Could you return every record below exactly as it is written?

---

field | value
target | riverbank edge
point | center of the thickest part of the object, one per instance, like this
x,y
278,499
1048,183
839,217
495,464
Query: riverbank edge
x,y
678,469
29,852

---

◆ Written response:
field | value
target | riverbank edge
point | center of the thickest part of the object, one per instance, like this
x,y
278,499
1048,183
839,217
495,464
Query: riverbank edge
x,y
678,469
29,852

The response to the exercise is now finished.